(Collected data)
·····
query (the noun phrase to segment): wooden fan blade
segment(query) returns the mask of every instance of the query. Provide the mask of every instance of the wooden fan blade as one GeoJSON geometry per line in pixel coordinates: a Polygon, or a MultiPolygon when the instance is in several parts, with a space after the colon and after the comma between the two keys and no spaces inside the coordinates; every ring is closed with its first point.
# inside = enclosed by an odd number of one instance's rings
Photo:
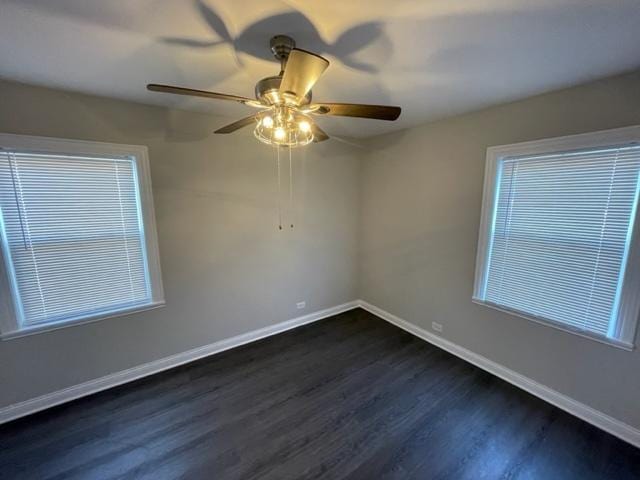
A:
{"type": "Polygon", "coordinates": [[[313,132],[314,143],[319,143],[319,142],[324,142],[325,140],[329,140],[329,135],[327,135],[326,132],[322,130],[315,123],[311,126],[311,131],[313,132]]]}
{"type": "Polygon", "coordinates": [[[294,48],[284,67],[280,94],[293,95],[301,101],[328,66],[329,60],[320,55],[294,48]]]}
{"type": "Polygon", "coordinates": [[[241,128],[246,127],[247,125],[251,125],[252,123],[255,123],[255,121],[256,121],[255,115],[250,115],[248,117],[241,118],[237,122],[233,122],[233,123],[230,123],[229,125],[225,125],[224,127],[219,128],[213,133],[233,133],[236,130],[240,130],[241,128]]]}
{"type": "Polygon", "coordinates": [[[250,106],[262,106],[256,100],[238,95],[228,95],[226,93],[208,92],[207,90],[195,90],[193,88],[174,87],[172,85],[158,85],[150,83],[147,90],[152,92],[175,93],[176,95],[187,95],[190,97],[213,98],[215,100],[231,100],[232,102],[244,103],[250,106]],[[256,105],[257,104],[257,105],[256,105]]]}
{"type": "Polygon", "coordinates": [[[387,105],[362,105],[359,103],[314,103],[309,105],[309,113],[376,120],[393,121],[400,116],[400,112],[402,112],[400,107],[387,105]]]}

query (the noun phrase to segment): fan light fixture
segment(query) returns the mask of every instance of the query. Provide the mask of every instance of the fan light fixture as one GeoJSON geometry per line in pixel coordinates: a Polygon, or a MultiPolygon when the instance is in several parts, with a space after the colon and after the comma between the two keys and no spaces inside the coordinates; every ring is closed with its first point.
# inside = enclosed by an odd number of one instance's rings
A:
{"type": "Polygon", "coordinates": [[[296,48],[294,39],[286,35],[273,37],[270,47],[276,60],[280,62],[280,73],[258,81],[255,99],[157,83],[150,83],[147,89],[152,92],[226,100],[260,109],[260,112],[225,125],[214,133],[229,134],[255,125],[255,137],[274,146],[298,147],[328,140],[329,135],[309,115],[387,121],[394,121],[400,115],[400,107],[388,105],[312,101],[311,89],[329,66],[329,61],[313,52],[296,48]]]}
{"type": "Polygon", "coordinates": [[[285,105],[276,105],[258,113],[253,134],[267,145],[281,147],[300,147],[313,141],[311,119],[285,105]]]}
{"type": "MultiPolygon", "coordinates": [[[[276,147],[273,150],[278,178],[278,224],[282,230],[280,151],[284,150],[289,157],[289,203],[291,211],[294,211],[292,147],[308,145],[311,142],[324,142],[329,139],[329,135],[313,122],[310,115],[393,121],[398,118],[401,109],[388,105],[313,102],[311,89],[329,66],[329,61],[315,53],[296,48],[293,38],[286,35],[273,37],[270,47],[271,52],[280,62],[280,73],[258,81],[255,86],[255,100],[239,95],[157,83],[150,83],[147,89],[152,92],[237,102],[260,110],[258,113],[225,125],[214,133],[226,135],[255,125],[253,135],[261,142],[276,147]]],[[[290,225],[293,228],[293,219],[290,225]]]]}

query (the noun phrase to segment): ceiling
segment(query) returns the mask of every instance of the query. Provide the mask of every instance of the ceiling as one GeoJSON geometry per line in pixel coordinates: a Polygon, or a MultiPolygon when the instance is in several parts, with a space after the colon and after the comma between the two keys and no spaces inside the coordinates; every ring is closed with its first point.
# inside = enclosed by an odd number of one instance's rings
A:
{"type": "Polygon", "coordinates": [[[638,0],[0,0],[0,77],[236,119],[145,85],[253,96],[284,33],[331,61],[314,98],[403,108],[320,122],[366,137],[638,68],[638,25],[638,0]]]}

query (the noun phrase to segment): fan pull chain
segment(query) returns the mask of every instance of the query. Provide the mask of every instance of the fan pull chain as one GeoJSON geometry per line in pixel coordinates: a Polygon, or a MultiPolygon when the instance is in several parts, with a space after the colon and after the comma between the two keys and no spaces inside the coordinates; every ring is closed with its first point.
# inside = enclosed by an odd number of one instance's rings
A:
{"type": "Polygon", "coordinates": [[[293,205],[293,160],[291,159],[291,147],[289,147],[289,209],[291,215],[291,228],[293,228],[295,209],[293,205]]]}
{"type": "Polygon", "coordinates": [[[298,175],[298,178],[302,179],[302,183],[298,184],[299,188],[298,188],[298,201],[300,203],[298,203],[298,212],[300,214],[300,219],[304,219],[305,218],[305,214],[306,214],[306,187],[305,187],[305,183],[304,183],[304,179],[306,178],[305,173],[307,172],[307,149],[303,148],[300,156],[298,157],[298,172],[300,173],[300,175],[298,175]],[[300,156],[302,158],[300,158],[300,156]]]}
{"type": "Polygon", "coordinates": [[[280,145],[276,146],[277,168],[278,168],[278,229],[282,230],[282,186],[280,182],[280,145]]]}

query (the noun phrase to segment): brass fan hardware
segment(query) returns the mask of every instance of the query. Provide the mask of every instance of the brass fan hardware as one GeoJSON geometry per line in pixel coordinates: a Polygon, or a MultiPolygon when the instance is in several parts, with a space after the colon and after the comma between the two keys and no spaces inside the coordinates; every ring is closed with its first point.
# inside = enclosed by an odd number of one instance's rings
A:
{"type": "Polygon", "coordinates": [[[258,140],[283,147],[297,147],[329,138],[315,124],[311,115],[388,121],[396,120],[400,116],[400,107],[387,105],[313,103],[311,89],[329,66],[329,61],[313,52],[296,48],[295,40],[287,35],[271,38],[270,47],[273,56],[280,62],[280,73],[256,83],[255,99],[155,83],[147,85],[147,89],[153,92],[230,100],[259,108],[259,113],[224,126],[215,133],[232,133],[253,124],[254,135],[258,140]]]}
{"type": "MultiPolygon", "coordinates": [[[[400,107],[386,105],[362,105],[357,103],[312,102],[311,89],[329,67],[329,61],[312,52],[296,48],[293,38],[276,35],[271,39],[271,52],[280,62],[280,73],[263,78],[256,83],[255,99],[228,95],[225,93],[194,90],[151,83],[147,89],[152,92],[173,93],[214,100],[229,100],[242,103],[260,111],[234,123],[219,128],[214,133],[229,134],[249,125],[254,125],[254,136],[275,150],[278,181],[278,219],[282,230],[282,181],[281,147],[289,154],[289,205],[291,216],[294,212],[292,147],[323,142],[329,139],[312,119],[312,115],[371,118],[376,120],[396,120],[400,107]]],[[[293,228],[293,219],[289,222],[293,228]]]]}

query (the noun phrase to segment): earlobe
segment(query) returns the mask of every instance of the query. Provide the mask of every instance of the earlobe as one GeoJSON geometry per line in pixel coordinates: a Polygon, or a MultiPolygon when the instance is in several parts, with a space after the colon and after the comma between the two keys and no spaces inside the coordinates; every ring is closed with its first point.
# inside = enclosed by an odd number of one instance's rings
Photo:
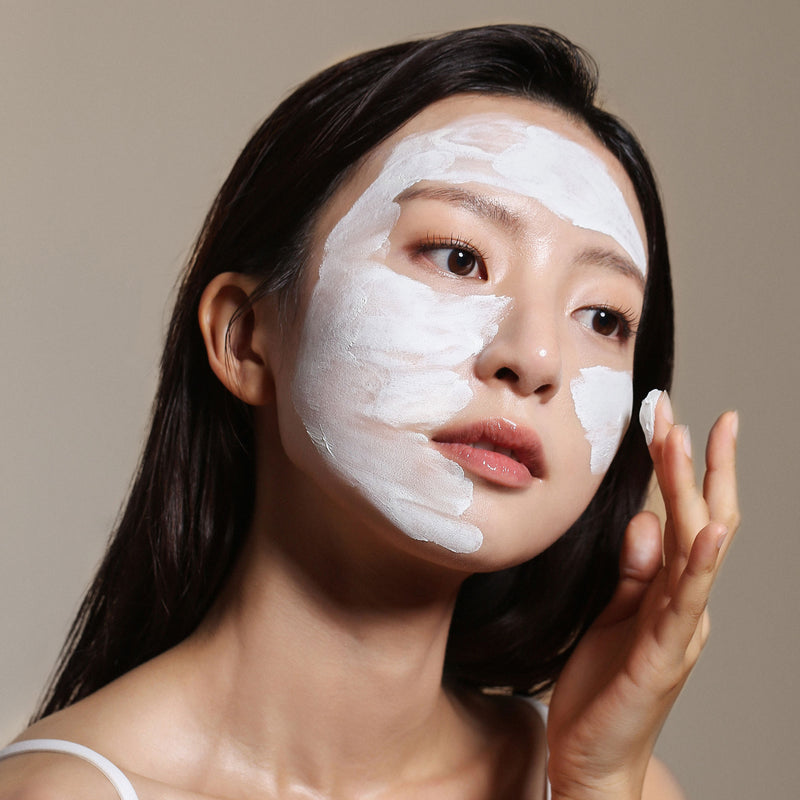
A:
{"type": "Polygon", "coordinates": [[[206,286],[197,310],[211,369],[231,394],[252,406],[267,405],[275,395],[266,304],[249,304],[257,283],[249,275],[223,272],[206,286]]]}

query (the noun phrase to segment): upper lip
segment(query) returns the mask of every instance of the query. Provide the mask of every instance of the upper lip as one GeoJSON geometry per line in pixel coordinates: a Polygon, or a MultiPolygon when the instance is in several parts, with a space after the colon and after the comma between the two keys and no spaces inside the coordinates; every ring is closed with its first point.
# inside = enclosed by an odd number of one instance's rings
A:
{"type": "Polygon", "coordinates": [[[536,432],[505,417],[491,417],[440,431],[432,437],[439,444],[491,445],[510,450],[534,478],[544,478],[547,465],[542,442],[536,432]]]}

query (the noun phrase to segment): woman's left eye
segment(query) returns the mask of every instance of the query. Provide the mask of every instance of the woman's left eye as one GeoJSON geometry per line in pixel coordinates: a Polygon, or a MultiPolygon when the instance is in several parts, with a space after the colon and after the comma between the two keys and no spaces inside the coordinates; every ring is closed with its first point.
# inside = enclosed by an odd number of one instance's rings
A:
{"type": "Polygon", "coordinates": [[[486,266],[475,250],[466,245],[452,243],[447,246],[436,244],[422,248],[425,257],[439,269],[461,278],[486,279],[486,266]]]}
{"type": "Polygon", "coordinates": [[[582,308],[576,312],[578,321],[606,338],[629,339],[634,334],[633,321],[622,311],[610,308],[582,308]]]}

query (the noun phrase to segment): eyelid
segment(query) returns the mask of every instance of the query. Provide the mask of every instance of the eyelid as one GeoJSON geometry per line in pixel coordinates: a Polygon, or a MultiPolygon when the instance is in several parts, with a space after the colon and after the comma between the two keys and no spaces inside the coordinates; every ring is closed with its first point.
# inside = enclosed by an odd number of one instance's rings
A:
{"type": "MultiPolygon", "coordinates": [[[[581,306],[581,308],[573,312],[573,315],[597,311],[605,311],[608,314],[613,314],[617,318],[617,324],[619,326],[619,330],[614,334],[604,336],[598,332],[598,336],[604,339],[616,339],[620,342],[627,342],[636,338],[640,320],[636,312],[631,308],[619,308],[606,303],[596,303],[594,305],[581,306]]],[[[586,328],[591,328],[591,325],[587,325],[583,322],[581,322],[581,324],[586,328]]]]}
{"type": "MultiPolygon", "coordinates": [[[[488,280],[489,276],[486,269],[486,259],[483,257],[480,249],[468,239],[454,235],[440,236],[436,234],[427,234],[414,249],[418,255],[424,255],[433,250],[465,250],[475,258],[478,267],[478,279],[482,281],[488,280]]],[[[456,273],[450,274],[459,277],[456,273]]],[[[470,276],[463,277],[467,278],[470,276]]]]}

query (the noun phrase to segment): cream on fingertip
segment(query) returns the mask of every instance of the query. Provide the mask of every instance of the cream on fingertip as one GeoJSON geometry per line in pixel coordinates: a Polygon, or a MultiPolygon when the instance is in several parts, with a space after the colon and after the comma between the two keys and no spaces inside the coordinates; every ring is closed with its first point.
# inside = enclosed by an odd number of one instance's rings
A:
·····
[What you will do]:
Find each line in the records holding the string "hardware" and show it.

[Answer to the problem]:
query (the noun phrase to segment): brass fan hardware
segment(query) returns the mask of every instance of the query. Provide the mask of every instance of the brass fan hardware as one GeoJSON geometry per line in pixel coordinates: a Polygon, or a MultiPolygon when the instance is in several parts, with a space after the colon and after the comma between the two keys and no spaces inside the coordinates; every ring is closed with its first point.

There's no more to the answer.